(WORK ORDER) Leave out the pictures and restate exactly, and only, the lines from the one that contains "Query: limestone rock" through the final line of the material below.

(INPUT FOR THIS TASK)
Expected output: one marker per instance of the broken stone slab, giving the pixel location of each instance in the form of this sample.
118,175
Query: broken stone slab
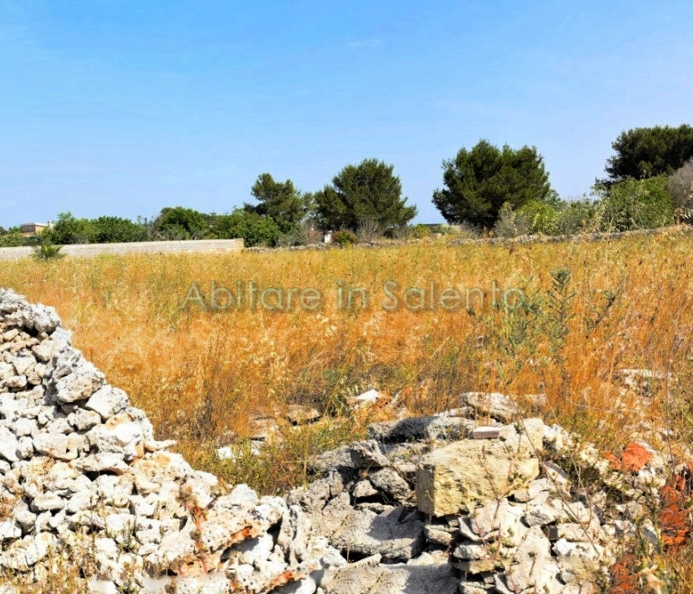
369,575
485,433
389,482
297,414
494,404
367,454
396,534
468,473
421,428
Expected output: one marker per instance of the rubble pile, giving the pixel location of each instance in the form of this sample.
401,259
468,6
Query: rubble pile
440,504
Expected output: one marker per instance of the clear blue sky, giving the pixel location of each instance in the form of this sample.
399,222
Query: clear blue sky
122,107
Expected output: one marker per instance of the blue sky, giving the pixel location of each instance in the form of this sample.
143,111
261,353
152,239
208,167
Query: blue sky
122,107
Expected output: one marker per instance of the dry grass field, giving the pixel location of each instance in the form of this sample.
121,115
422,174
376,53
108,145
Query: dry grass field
588,309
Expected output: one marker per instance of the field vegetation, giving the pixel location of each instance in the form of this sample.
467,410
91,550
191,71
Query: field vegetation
588,309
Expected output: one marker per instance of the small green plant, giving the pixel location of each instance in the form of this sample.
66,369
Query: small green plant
420,231
344,238
47,250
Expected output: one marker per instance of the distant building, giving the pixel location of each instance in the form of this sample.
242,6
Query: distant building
29,229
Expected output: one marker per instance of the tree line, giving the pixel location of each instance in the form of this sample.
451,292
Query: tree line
491,189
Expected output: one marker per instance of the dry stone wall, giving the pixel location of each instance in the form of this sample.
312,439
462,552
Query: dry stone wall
425,505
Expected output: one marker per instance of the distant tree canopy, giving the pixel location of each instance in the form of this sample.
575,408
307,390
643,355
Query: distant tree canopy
280,201
180,223
69,229
116,230
479,181
253,228
367,193
635,204
648,152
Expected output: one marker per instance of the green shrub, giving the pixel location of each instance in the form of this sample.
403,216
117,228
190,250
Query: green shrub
253,228
12,239
420,231
46,250
344,238
540,216
636,204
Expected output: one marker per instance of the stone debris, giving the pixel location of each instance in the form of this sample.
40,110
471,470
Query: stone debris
432,504
84,478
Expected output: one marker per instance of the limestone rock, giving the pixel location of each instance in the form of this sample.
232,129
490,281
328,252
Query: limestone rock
471,472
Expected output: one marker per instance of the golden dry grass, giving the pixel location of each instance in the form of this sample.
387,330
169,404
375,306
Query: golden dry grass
199,375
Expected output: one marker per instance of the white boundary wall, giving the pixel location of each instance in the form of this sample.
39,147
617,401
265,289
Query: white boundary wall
143,247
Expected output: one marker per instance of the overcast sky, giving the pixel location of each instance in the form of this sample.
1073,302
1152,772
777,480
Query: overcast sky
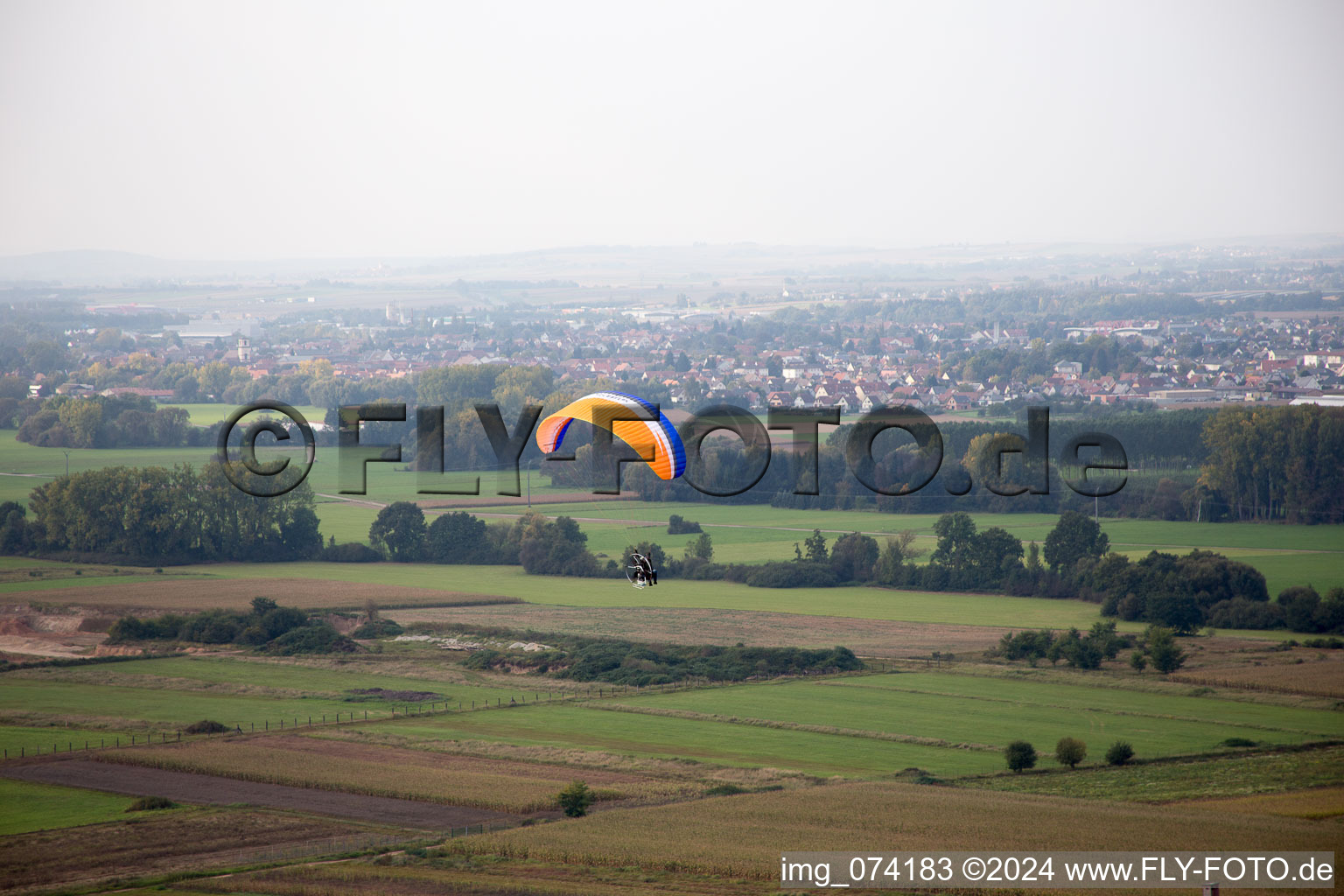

(ANSWER SECTION)
Query: limestone rock
471,472
Expected output: one marker per instance of the golden dry grass, giving the pixel location of each instance in the form of this sample.
387,330
169,404
375,306
Query: golden dry grass
199,375
Expected output: one marker per instance of the white boundary wall, giving the pixel location of each instance in the form of this sample.
39,147
617,401
265,289
Query: white boundary wall
143,247
Expected output: one marker per instance of the overcast sky, giving the pixel location of each instance in the form of this sample.
1073,302
1152,772
777,480
Query: overcast sky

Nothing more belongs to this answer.